## Stated exercise
Return the full listing exactly as it is written.

## The input
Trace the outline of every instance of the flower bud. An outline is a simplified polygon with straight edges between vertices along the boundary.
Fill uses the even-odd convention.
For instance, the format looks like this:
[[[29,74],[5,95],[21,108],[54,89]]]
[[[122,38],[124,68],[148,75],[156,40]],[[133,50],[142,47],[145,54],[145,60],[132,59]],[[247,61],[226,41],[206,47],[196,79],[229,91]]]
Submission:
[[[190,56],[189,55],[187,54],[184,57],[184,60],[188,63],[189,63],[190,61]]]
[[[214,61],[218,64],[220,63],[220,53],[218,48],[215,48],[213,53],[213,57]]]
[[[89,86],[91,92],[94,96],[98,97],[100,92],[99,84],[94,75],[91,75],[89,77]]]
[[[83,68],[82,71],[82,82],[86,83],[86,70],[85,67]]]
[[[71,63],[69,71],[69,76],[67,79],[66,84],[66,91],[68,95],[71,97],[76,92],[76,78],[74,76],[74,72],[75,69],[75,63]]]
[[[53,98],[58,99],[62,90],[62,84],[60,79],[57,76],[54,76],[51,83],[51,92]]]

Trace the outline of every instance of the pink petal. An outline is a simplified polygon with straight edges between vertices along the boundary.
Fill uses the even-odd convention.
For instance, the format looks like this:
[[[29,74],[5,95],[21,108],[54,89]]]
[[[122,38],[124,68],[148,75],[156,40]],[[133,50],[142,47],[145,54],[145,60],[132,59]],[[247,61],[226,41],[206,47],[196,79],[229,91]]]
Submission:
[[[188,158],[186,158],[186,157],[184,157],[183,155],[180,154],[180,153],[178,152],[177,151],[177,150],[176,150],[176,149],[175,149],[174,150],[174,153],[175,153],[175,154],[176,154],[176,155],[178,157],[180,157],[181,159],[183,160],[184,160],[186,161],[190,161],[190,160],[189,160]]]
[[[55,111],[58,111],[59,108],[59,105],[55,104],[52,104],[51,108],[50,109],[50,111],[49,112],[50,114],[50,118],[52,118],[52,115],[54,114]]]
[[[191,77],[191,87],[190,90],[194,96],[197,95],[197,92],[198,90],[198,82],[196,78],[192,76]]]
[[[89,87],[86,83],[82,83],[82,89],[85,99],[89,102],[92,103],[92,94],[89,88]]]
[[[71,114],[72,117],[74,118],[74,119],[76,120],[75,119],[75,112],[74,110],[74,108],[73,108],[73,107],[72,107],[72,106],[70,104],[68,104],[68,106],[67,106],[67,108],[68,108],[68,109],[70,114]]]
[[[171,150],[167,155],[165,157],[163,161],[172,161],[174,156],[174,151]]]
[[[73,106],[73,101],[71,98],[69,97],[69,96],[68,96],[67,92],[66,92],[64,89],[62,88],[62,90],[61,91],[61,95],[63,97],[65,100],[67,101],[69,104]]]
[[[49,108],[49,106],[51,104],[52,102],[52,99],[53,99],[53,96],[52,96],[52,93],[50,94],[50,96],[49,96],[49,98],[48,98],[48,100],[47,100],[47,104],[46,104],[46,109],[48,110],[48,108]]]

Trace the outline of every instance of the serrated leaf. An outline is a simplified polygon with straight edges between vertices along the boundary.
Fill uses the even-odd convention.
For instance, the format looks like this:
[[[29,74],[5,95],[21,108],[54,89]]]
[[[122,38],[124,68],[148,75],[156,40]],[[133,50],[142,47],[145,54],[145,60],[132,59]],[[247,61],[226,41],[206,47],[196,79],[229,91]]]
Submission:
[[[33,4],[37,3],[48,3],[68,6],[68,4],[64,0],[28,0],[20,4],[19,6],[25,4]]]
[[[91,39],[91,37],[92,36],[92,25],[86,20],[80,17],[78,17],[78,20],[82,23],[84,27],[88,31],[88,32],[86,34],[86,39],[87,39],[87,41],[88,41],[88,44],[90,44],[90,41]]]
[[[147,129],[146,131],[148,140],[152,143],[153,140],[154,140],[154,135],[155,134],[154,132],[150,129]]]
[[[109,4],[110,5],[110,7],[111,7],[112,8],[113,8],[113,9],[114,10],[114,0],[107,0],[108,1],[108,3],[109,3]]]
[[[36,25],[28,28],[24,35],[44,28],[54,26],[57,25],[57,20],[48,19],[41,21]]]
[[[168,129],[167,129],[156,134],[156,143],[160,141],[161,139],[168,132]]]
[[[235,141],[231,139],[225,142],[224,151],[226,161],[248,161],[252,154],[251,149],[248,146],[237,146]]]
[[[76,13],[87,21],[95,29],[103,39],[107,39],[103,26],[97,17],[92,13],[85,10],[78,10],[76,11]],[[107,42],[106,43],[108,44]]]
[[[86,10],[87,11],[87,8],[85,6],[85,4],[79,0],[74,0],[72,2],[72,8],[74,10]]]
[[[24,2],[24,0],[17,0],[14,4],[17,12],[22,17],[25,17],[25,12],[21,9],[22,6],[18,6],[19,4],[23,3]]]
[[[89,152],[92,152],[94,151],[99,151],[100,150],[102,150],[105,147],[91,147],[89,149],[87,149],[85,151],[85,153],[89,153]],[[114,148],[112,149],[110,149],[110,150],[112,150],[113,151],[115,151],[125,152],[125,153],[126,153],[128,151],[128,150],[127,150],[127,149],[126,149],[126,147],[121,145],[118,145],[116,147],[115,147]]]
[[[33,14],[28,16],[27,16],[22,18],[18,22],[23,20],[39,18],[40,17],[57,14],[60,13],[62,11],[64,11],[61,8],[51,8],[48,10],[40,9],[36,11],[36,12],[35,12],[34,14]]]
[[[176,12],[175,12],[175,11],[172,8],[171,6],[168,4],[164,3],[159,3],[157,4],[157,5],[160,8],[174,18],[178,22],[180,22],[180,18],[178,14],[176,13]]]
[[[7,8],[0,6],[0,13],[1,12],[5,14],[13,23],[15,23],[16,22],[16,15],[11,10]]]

## Output of the task
Trace the outline of every instance of the flower bud. An outline is a simplified polygon with straight edges between vertices along the boundary.
Fill uses the even-odd convention.
For instance, the format looks like this:
[[[29,74],[5,95],[21,108],[54,89]]]
[[[122,38],[124,68],[148,75],[156,40]],[[133,50],[142,47],[145,54],[145,60],[132,59]],[[247,61],[226,41],[206,47],[196,79],[229,91]]]
Submission:
[[[190,56],[189,55],[187,54],[184,57],[184,60],[188,63],[189,63],[190,61]]]
[[[214,61],[218,64],[220,63],[220,53],[218,48],[215,48],[213,53],[213,57]]]
[[[89,86],[91,92],[94,96],[98,97],[100,92],[99,84],[94,75],[91,75],[89,77]]]
[[[83,68],[82,71],[82,82],[86,83],[86,70],[85,67]]]
[[[71,63],[69,71],[69,76],[67,79],[66,84],[66,91],[68,95],[71,97],[76,92],[76,78],[74,76],[74,72],[75,69],[75,63]]]
[[[53,98],[58,99],[62,90],[62,84],[60,79],[57,76],[54,76],[51,83],[51,92]]]

Trace the outline of every instance of the pink petal. An outline is a simplified polygon with straight edges between vertices along the boundary.
Fill uses the even-odd convention.
For instance, the format looks like this:
[[[29,74],[5,95],[21,108],[54,89]]]
[[[122,38],[124,68],[148,75],[156,40]],[[133,50],[142,47],[145,54],[145,60],[132,59]],[[247,61],[226,41],[206,47],[196,79],[229,91]]]
Submission:
[[[188,158],[186,158],[186,157],[184,157],[183,155],[180,154],[180,153],[178,152],[177,151],[177,150],[176,150],[176,149],[175,149],[174,150],[174,153],[175,153],[175,154],[176,154],[176,155],[178,157],[180,157],[181,159],[183,160],[184,160],[186,161],[190,161],[190,160],[189,160]]]
[[[55,111],[58,111],[59,108],[59,105],[55,104],[52,104],[51,108],[50,109],[50,111],[49,112],[50,114],[50,118],[52,118],[52,115],[54,114]]]
[[[191,77],[191,87],[190,90],[194,96],[197,95],[197,92],[198,90],[198,82],[196,78],[192,76]]]
[[[89,87],[86,83],[82,83],[82,89],[85,99],[89,102],[92,103],[92,94],[89,88]]]
[[[71,114],[72,117],[74,118],[74,119],[76,120],[75,119],[75,112],[74,110],[74,108],[73,108],[73,107],[72,107],[72,106],[70,104],[68,104],[68,106],[67,106],[67,108],[68,108],[68,109],[70,114]]]
[[[171,150],[167,155],[165,157],[163,161],[172,161],[174,156],[174,151]]]
[[[73,106],[73,101],[71,98],[69,97],[69,96],[68,96],[67,92],[66,92],[64,89],[62,88],[62,90],[61,91],[61,95],[63,97],[65,100],[67,101],[69,104]]]
[[[49,108],[49,106],[51,104],[52,102],[52,99],[53,99],[53,96],[52,96],[52,93],[50,94],[50,96],[49,96],[49,98],[48,98],[48,100],[47,100],[47,104],[46,104],[46,109],[48,110],[48,108]]]

Trace the outline of every instance of the serrated leaf. An outline is a simplified polygon with straight edges between vertices along the boundary.
Fill uses the even-odd convention.
For instance, the format looks like this:
[[[29,74],[5,95],[21,108],[54,89]]]
[[[122,38],[124,68],[148,75],[156,40]],[[133,50],[142,47],[145,54],[145,60],[132,59]],[[247,61],[226,41],[206,47],[196,79],[229,91]]]
Submission:
[[[33,4],[37,3],[48,3],[68,6],[68,4],[64,0],[28,0],[20,4],[19,6],[25,4]]]
[[[91,39],[91,37],[92,36],[92,25],[86,20],[80,17],[78,17],[78,20],[82,23],[84,27],[88,31],[88,32],[86,34],[86,39],[87,39],[87,41],[88,41],[88,44],[90,44],[90,41]]]
[[[147,129],[146,131],[148,140],[152,143],[153,140],[154,140],[154,135],[155,134],[154,132],[150,129]]]
[[[109,4],[110,5],[110,7],[111,7],[112,8],[113,8],[113,9],[114,10],[114,0],[107,0],[108,1],[108,3],[109,3]]]
[[[36,25],[28,28],[24,35],[44,28],[54,26],[57,25],[57,20],[48,19],[41,21]]]
[[[168,129],[167,129],[156,134],[156,143],[160,141],[161,139],[168,132]]]
[[[235,141],[231,139],[225,142],[224,151],[226,161],[248,161],[252,154],[251,149],[248,146],[237,146]]]
[[[76,13],[87,21],[95,29],[103,39],[107,39],[103,26],[97,17],[92,13],[85,10],[78,10],[76,11]],[[107,42],[106,43],[108,44]]]
[[[86,10],[87,11],[87,8],[85,6],[85,4],[79,0],[74,0],[72,2],[72,8],[74,10]]]
[[[24,2],[24,0],[17,0],[14,4],[17,12],[22,17],[25,17],[25,12],[21,9],[22,6],[18,6],[19,4],[23,3]]]
[[[89,152],[92,152],[94,151],[99,151],[100,150],[102,150],[105,147],[91,147],[89,149],[87,149],[85,151],[85,153],[89,153]],[[114,148],[112,149],[110,149],[110,150],[112,150],[113,151],[115,151],[125,152],[125,153],[126,153],[128,151],[128,150],[127,150],[127,149],[126,149],[126,147],[121,145],[118,145],[116,147],[115,147]]]
[[[33,14],[28,16],[27,16],[22,18],[18,22],[23,20],[39,18],[40,17],[57,14],[60,13],[62,11],[64,11],[61,8],[51,8],[48,10],[40,9],[36,11],[36,12],[35,12],[34,14]]]
[[[176,12],[175,12],[175,11],[172,8],[171,6],[168,4],[164,3],[159,3],[157,4],[157,5],[160,8],[174,18],[178,22],[180,22],[180,18],[178,14],[176,13]]]
[[[7,8],[0,6],[0,13],[1,12],[5,14],[13,23],[15,23],[16,22],[16,15],[11,10]]]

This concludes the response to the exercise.